* [Required work] Reproduce the rows from the line containing "Can you spot the metal grate" up to and including the line containing "234], [301, 185]]", leaving each request unchanged but scaling every coordinate in the answers by 2.35 and rounding to whole numbers, with halves rounded up. Give only those lines.

(Excerpts from location labeling data)
++++++++++++++++++++

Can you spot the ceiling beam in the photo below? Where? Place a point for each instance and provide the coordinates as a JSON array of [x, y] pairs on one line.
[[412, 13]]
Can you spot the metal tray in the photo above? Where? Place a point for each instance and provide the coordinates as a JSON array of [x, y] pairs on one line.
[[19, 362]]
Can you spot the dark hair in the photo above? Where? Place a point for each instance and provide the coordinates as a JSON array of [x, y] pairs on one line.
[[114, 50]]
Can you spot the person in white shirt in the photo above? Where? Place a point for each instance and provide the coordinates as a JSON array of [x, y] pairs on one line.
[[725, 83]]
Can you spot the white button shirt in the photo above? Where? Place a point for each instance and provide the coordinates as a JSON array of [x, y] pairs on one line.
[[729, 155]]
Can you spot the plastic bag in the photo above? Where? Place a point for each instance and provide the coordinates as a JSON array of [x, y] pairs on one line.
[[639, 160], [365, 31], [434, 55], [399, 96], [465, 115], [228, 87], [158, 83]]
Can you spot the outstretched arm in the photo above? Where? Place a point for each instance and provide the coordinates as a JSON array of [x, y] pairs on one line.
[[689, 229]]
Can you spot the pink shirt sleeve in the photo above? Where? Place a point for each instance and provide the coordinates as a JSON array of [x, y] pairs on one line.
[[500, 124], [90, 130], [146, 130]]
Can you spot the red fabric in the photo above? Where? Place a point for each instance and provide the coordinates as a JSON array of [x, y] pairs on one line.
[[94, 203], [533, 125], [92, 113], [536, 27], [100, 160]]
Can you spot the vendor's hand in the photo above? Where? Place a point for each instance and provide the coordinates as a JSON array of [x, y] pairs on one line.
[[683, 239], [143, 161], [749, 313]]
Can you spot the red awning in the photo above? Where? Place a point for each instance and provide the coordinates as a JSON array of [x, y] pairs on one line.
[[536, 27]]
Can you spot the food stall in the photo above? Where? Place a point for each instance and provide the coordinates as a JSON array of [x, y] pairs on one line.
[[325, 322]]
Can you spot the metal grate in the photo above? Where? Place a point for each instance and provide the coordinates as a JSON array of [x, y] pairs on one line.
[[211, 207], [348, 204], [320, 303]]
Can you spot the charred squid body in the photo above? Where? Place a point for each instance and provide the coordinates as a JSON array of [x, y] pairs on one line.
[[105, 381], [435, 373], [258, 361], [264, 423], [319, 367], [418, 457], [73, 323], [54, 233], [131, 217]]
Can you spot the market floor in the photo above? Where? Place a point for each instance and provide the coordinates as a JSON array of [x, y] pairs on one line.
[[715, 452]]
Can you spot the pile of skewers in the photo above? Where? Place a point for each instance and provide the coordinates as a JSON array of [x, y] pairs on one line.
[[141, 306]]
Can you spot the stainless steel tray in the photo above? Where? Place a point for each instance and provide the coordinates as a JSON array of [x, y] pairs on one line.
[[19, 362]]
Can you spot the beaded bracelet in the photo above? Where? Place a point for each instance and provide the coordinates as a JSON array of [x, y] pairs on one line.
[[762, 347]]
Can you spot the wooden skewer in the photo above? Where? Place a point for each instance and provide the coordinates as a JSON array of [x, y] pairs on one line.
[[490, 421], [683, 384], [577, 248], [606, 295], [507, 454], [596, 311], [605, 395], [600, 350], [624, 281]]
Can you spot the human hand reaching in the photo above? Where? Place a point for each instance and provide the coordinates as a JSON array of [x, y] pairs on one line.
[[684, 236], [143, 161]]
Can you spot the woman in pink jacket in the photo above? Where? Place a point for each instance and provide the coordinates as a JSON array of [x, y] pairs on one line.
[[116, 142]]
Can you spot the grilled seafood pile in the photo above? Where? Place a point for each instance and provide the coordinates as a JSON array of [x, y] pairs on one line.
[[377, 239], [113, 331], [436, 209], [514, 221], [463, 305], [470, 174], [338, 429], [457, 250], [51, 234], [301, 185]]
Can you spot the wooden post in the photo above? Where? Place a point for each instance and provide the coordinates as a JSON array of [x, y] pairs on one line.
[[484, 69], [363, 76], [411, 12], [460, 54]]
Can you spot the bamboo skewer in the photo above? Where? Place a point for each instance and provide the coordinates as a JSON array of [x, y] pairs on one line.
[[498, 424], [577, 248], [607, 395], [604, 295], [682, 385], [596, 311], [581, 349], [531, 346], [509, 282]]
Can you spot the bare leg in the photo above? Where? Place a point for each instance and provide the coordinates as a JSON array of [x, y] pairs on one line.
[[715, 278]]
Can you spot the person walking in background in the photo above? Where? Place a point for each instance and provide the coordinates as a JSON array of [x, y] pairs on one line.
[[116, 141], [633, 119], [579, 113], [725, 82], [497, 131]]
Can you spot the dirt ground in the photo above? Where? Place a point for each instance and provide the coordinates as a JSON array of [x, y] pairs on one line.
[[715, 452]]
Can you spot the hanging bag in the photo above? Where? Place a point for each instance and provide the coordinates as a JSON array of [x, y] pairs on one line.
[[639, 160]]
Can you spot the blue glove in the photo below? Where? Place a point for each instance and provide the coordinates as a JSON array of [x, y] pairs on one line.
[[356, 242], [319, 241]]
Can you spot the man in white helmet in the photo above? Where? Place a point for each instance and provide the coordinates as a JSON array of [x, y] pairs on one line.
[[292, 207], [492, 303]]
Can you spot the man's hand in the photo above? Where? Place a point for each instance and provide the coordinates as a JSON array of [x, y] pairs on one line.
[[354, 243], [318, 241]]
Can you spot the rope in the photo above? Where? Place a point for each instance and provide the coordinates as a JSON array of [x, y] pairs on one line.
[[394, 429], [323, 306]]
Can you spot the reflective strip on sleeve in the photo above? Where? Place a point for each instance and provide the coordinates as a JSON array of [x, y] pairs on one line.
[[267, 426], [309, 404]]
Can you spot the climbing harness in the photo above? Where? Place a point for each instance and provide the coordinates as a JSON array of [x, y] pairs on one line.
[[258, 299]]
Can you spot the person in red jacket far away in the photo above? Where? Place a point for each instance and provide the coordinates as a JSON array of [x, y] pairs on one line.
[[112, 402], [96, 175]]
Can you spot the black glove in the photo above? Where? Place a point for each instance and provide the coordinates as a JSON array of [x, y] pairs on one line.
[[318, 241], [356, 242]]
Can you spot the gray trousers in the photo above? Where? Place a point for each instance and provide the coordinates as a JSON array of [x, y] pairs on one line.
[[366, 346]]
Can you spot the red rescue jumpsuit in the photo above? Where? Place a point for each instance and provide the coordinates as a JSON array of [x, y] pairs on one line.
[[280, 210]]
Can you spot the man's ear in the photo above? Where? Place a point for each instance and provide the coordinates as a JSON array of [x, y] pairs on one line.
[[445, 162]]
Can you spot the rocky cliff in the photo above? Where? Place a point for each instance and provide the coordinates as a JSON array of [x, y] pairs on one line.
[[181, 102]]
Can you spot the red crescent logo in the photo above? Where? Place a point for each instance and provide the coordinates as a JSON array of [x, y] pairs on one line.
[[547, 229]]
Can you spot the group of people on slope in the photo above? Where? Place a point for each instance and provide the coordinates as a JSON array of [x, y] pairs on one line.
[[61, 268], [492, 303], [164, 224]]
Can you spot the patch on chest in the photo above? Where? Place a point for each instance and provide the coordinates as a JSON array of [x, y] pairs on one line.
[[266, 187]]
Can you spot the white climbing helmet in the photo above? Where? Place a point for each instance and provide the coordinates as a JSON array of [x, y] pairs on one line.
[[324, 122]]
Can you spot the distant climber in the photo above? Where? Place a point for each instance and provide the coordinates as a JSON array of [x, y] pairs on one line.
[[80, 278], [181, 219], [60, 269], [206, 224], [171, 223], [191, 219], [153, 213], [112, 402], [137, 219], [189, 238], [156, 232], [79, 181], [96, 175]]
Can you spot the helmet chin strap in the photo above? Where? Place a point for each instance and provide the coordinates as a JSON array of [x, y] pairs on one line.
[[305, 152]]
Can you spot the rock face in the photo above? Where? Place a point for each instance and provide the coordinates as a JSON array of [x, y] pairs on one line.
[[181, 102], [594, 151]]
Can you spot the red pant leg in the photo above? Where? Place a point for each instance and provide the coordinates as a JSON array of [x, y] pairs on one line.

++++++++++++++++++++

* [Task solution]
Can you spot the metal grate in the photo above? Where? Place a point for each instance and provide the coordinates as a JSON array of [x, y] pairs on one line.
[[496, 486], [818, 479], [752, 712]]
Can you spot the charred squid body in the photo above? Where? Place a point for each instance and provide the coordinates as a JSON array of [x, y] pairs on one line.
[[247, 895], [1022, 877], [606, 848], [620, 994], [750, 862], [982, 1074], [172, 759], [127, 548], [308, 510]]
Can you spot the market floor in the photo above? Where? Place a point for each instance and provide the coordinates as a JSON array of [x, y] pairs on one line.
[[1680, 1062]]
Can you spot the pile of skewers in the photo above? Where? Place a point for each instance and provide the coordinates as a JSON array of [x, y] pairs on one line.
[[331, 719]]
Can you spot the stainless steel tray in the photo above? Where? Place a point for each instance and provide the coordinates as a JSON array of [x, y] pairs on one line.
[[45, 851]]
Can you spot the beaded bracelet in the photo above? Where? Place a point for each instance and provide the coordinates as a JSON array of [x, y] pairs on one line.
[[1791, 815]]
Can you spot the wooden skewer in the photo above? Where? Place a point for each instance and provide the coordinates as a JSON array of [x, y] pairs on one line.
[[1152, 989], [1605, 902], [1356, 583], [1424, 693], [1191, 1067], [1401, 731], [1422, 928], [1410, 823], [1466, 660]]
Can you spot the human hand reaching in the photo above? Where? Place a point for each instance and provide the coordinates as a JSON array of [x, y] pairs on one line.
[[1607, 555], [336, 378]]
Can you spot the woman in pink jacket in the photo above? Where? Place a point for each instance and provide the coordinates as a JSON array of [x, y] pairs on one line.
[[273, 334]]
Can you spot the grilled seafood pile in the photo above? Where? Place a point for each instance and provide the coordinates as a JSON array of [x, y] pairs on one line.
[[886, 562], [266, 778], [1025, 491], [1208, 519], [1088, 717], [1105, 409], [794, 1008], [1074, 588], [120, 550], [707, 435]]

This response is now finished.